PAGE -
━━━━━━━━━━━━━━━━

L’importance historique de cette loi exige que nous en parlions avec quelque détail, et d’abord nous exposerons ce qu’était la législation des asiles dans les temps païens. Nous dirons ce qu’elle devint après l’introduction du christianisme. Nous exposerons alors en quoi consistèrent les innovations introduites par Eutrope et qui soulevèrent de si violens débats.

À la naissance des sociétés romaine et grecque, le droit de refuge attaché aux temples avait été inviolable et sacré. À défaut des lois humaines, nulles ou impuissantes contre la force, on avait fait appel aux dieux, pour mettre sous leur protection la vie du faible, de l’innocent et même du criminel, jusqu’à ce que, les emportemens de la passion s’étant calmés, la voix de la conscience pût se faire entendre ; mais à cette époque même on trouva moyen d’éluder le privilège du sanctuaire, qu’on prétendait respecter, pourvu qu’on ne le violât pas directement. La passion alors recourait à des violations indirectes : tantôt on mettait le feu au temple pour forcer le réfugié d’en sortir, tantôt on en murait la porte pour l’y faire mourir de faim, ou bien on en découvrait le toit pour l’y percer de flèches du haut des murs. Quelquefois on rendait impossible l’accès des asiles : celui de Romulus, à Rome, le plus sacré de tous, avait été à dessein tellement obstrué qu’on n’y pénétrait qu’à grand’peine. À mesure que la société s’adoucit, le droit d’asile dans les temples, réglementé par les lois humaines, devint un droit de convention qu’on étendit, diminua, supprima, suivant les conseils de la raison ou le besoin des. circonstances. Appliqué à certaines catégories de crimes et de délits, il fut interdit pour les autres ; la loi détermina le droit des dieux à la sauvegarde des coupables.

━━━━━━━━━━━━━━━━

CONSIGNES -
Répondez aux questions suivantes sur le texte ci-dessus consacré au droit d'asile.
(a) Qui introduisit les innovations qui soulevèrent de si vifs débats ?
(b) Quel asile de Rome le texte présente-t-il comme le plus sacré de tous ?
(c) Quels sont les trois moyens indirects par lesquels la passion violait le privilège du sanctuaire ?

DONNÉES -
━━━━━━━━━━━━━━━━

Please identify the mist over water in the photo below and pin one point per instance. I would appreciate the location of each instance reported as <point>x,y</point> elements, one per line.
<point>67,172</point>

━━━━━━━━━━━━━━━━

SOLUTION -
(a) Eutrope.
(b) L'asile de Romulus.
(c) On mettait le feu au temple pour forcer le réfugié à en sortir, on en murait la porte pour l'y faire mourir de faim, ou on en découvrait le toit pour l'y percer de flèches du haut des murs.